**Given text:**
Edwards v. Stewart et al

3:15-cv-01257-CSH

2016 | Cited 0 times | D. Connecticut | July 14, 2016

UNITED STATES DISTRICT COURT FOR THE DISTRICT OF CONNECTICUT TYWAN EDWARDS,

Plaintiff, v. BRIAN STEWART, COLIN KEARNS, and HAMDEN POLICE DEPARTMENT,

Defendants.

3:15-cv-01257 (CSH)

RULING ON MOTION TO DISMISS HAIGHT, Senior District Judge:

Plaintiff initially brought this action in Connecticut Superior Court on August 6, 2015, alleging that Defendants—the Hamden Police Department ("HPD"), one of its detectives, and one of its sergeants—e ngaged in tortious and unconstitutional activity related to Plaintiff's arrest in July 2013. Defendants removed the action to this Court on August 21, 2015, on the basis that this Court has subject matter jurisdiction pursuant to 28 U.S.C. § 1331. Section 1331 provides that federal "district courts shall have original jurisdiction of all civil actions arising under the Constitution, laws, or treaties of the United States." In removing this action, Defendants asserted that Plaintiff alleged violations of rights secured to him by the United States Constitution, and that he was thereby bringing claims pursuant to §§ 1983 and 1988 of Title 42 of the United States Code.

**Supplied data:**

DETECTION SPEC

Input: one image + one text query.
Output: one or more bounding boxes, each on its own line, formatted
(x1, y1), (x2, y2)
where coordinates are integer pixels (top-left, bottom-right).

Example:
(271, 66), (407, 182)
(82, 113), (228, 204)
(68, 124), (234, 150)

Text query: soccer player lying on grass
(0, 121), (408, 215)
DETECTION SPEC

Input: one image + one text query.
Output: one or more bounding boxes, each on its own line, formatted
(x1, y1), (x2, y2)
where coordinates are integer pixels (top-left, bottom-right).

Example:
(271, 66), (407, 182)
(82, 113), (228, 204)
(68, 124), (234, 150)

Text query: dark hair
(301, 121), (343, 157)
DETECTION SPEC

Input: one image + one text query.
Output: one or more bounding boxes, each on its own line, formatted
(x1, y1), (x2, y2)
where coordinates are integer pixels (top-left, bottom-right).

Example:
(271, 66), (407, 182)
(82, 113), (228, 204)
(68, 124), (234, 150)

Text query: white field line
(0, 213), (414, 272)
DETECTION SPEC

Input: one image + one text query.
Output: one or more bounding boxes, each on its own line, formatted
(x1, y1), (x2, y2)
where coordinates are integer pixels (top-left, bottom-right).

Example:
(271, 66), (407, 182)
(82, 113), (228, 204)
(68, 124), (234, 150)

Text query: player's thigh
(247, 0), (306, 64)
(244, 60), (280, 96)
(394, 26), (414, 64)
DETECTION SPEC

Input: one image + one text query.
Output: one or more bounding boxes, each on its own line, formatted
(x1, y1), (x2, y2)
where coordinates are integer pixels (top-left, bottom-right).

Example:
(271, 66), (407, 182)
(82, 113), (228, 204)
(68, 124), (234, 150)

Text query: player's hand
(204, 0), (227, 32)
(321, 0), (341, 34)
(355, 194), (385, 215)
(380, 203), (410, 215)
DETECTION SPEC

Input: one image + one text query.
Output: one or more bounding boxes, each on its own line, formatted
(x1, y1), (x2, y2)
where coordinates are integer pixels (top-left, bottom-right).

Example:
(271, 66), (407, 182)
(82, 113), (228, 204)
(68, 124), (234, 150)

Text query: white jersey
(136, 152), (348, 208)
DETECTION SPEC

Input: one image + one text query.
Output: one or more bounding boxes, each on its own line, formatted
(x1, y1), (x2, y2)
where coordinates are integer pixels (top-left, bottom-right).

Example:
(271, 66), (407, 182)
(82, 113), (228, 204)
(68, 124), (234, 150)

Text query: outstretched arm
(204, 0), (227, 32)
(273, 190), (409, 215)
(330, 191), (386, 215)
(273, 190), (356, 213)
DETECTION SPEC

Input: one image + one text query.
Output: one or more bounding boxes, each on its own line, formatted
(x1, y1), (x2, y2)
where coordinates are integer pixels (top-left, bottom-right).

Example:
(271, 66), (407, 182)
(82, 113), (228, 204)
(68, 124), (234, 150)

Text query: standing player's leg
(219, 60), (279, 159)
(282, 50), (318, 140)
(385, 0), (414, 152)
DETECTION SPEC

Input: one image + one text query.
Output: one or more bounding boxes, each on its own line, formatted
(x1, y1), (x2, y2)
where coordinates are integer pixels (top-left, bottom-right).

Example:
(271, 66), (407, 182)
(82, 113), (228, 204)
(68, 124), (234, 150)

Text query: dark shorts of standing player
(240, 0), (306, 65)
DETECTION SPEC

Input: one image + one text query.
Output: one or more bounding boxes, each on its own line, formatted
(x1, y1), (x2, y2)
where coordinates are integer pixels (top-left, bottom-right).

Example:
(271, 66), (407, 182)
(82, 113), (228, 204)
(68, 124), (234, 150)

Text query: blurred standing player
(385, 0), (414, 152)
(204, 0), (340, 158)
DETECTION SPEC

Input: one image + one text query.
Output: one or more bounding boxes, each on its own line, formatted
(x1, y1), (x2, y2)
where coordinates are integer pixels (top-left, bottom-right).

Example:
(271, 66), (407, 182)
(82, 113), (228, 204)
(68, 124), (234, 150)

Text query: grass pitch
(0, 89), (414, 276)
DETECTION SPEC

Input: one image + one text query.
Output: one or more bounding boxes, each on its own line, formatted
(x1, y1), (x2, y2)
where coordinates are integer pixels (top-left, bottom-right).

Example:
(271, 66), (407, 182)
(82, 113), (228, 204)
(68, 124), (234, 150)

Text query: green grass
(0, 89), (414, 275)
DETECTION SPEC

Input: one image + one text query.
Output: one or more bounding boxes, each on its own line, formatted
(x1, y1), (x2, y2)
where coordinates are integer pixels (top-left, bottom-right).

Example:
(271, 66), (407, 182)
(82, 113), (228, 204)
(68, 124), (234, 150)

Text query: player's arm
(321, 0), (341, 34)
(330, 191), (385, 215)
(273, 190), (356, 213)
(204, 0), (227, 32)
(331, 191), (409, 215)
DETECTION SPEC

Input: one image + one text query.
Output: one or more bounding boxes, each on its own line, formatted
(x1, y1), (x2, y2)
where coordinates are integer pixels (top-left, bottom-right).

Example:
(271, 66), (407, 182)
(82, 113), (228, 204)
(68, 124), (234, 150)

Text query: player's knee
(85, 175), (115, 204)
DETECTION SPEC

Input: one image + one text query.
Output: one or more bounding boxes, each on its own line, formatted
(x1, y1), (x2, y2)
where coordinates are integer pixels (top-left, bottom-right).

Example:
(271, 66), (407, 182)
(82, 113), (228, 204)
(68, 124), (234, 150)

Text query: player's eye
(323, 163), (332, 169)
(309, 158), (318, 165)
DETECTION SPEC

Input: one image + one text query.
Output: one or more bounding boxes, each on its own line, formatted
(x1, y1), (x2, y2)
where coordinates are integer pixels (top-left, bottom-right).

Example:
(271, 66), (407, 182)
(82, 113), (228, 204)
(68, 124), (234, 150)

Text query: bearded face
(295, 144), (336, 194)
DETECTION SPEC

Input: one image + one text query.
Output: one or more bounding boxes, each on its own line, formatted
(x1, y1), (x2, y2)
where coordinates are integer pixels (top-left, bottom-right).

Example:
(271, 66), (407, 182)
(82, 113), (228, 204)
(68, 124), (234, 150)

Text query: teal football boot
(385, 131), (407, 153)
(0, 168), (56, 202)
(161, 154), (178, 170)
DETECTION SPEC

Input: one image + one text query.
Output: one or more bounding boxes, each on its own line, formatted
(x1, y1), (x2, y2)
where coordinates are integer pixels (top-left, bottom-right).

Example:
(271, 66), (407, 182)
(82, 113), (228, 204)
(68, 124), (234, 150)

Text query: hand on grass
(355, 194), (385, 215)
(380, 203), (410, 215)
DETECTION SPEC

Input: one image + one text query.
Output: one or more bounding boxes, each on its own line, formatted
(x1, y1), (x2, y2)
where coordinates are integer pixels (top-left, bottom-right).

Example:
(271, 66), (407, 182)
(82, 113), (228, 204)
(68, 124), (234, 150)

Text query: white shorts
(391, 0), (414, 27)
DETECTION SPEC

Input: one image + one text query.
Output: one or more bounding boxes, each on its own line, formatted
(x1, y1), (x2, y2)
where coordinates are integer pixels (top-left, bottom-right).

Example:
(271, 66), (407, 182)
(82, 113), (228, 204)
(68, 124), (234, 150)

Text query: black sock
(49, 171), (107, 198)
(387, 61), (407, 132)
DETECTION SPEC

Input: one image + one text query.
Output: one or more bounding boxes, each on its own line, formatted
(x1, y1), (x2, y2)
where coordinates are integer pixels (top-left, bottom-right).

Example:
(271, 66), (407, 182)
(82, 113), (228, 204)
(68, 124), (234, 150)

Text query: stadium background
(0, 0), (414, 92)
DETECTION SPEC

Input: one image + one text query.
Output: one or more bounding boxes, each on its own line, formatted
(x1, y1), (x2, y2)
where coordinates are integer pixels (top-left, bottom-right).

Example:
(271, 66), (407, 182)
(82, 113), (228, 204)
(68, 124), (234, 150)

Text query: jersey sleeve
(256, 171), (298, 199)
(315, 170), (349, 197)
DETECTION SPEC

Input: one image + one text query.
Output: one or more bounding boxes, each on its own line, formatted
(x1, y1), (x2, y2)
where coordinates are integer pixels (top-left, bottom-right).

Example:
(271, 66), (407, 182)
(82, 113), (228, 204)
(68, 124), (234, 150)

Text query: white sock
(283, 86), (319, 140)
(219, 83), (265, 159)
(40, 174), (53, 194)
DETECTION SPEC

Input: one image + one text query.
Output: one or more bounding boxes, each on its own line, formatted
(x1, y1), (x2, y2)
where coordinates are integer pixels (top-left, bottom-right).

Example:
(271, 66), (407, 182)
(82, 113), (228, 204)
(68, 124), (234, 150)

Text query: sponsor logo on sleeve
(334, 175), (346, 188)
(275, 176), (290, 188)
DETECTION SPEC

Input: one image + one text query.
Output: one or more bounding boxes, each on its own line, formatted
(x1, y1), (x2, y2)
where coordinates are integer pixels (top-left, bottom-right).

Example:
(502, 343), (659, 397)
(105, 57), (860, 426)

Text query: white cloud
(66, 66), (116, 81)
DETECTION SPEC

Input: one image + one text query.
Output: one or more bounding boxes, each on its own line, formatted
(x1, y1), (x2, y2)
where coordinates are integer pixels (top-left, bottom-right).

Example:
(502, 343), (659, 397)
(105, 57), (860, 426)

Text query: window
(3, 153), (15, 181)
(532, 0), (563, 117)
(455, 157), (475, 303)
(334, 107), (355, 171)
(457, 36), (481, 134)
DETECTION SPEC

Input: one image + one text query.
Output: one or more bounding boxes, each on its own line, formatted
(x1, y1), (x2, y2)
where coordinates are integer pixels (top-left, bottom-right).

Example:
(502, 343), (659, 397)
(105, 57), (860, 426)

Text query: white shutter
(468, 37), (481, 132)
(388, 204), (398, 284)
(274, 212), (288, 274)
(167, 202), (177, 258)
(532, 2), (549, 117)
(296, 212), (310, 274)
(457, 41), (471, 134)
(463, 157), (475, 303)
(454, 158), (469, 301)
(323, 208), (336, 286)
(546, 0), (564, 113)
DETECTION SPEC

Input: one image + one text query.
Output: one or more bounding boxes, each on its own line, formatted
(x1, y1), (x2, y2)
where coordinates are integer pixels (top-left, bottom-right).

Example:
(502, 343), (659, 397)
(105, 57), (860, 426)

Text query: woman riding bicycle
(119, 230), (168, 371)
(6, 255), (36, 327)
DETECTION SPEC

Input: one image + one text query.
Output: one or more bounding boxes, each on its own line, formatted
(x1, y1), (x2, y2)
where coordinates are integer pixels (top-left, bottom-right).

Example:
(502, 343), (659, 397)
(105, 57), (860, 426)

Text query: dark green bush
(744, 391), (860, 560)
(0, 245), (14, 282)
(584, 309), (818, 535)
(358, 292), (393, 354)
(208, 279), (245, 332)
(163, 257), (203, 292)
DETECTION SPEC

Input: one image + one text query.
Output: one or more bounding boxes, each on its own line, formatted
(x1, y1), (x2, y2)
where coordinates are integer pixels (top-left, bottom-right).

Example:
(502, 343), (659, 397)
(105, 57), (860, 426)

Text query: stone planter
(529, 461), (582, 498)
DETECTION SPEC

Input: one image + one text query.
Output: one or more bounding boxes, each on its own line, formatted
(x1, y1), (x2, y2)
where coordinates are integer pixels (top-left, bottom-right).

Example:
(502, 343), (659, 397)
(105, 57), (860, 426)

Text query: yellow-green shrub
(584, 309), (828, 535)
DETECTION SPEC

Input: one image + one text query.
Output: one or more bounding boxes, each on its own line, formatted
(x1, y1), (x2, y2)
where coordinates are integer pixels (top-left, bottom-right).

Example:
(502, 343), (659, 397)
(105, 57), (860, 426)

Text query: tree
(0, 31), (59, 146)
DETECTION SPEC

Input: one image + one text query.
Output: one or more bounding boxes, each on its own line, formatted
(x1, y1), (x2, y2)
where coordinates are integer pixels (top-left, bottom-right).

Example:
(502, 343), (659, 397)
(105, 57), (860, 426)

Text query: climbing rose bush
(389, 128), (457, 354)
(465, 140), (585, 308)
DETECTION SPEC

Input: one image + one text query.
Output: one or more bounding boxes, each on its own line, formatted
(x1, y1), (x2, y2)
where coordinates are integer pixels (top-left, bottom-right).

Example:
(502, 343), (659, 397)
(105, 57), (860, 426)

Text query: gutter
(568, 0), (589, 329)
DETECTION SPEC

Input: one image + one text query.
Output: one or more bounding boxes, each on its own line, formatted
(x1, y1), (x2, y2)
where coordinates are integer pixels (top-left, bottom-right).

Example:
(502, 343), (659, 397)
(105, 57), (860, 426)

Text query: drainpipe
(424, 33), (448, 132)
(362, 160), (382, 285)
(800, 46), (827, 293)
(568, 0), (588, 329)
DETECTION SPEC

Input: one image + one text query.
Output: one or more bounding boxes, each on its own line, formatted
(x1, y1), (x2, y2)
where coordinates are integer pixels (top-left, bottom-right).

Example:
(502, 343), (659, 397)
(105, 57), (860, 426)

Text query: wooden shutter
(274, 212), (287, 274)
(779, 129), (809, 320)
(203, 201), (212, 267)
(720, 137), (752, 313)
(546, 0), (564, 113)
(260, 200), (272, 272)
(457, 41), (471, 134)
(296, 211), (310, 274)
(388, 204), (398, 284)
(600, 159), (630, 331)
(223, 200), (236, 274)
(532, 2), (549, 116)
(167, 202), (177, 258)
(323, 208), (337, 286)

**Instructions:**
A. Reproduce everything in the court ruling from "Edwards v. Stewart" down to "3:15-cv-01257 (CSH)", switching "BRIAN STEWART" to "B. STEWART".
B. For each statement, say whether it agrees with the court ruling, and quote the words of the ruling that decide it: (i) The defendants removed the action to federal court on August 21, 2015. (ii) The plaintiff's arrest took place in July 2015. (iii) The ruling was issued by a Senior District Judge named Haight.

**Completed exercise:**
A.
Edwards v. Stewart et al

3:15-cv-01257-CSH

2016 | Cited 0 times | D. Connecticut | July 14, 2016

UNITED STATES DISTRICT COURT FOR THE DISTRICT OF CONNECTICUT TYWAN EDWARDS,

Plaintiff, v. B. STEWART, COLIN KEARNS, and HAMDEN POLICE DEPARTMENT,

Defendants.

3:15-cv-01257 (CSH)

B.
(i) Yes: "Defendants removed the action to this Court on August 21, 2015."
(ii) No: "related to Plaintiff's arrest in July 2013."
(iii) Yes: "HAIGHT, Senior District Judge."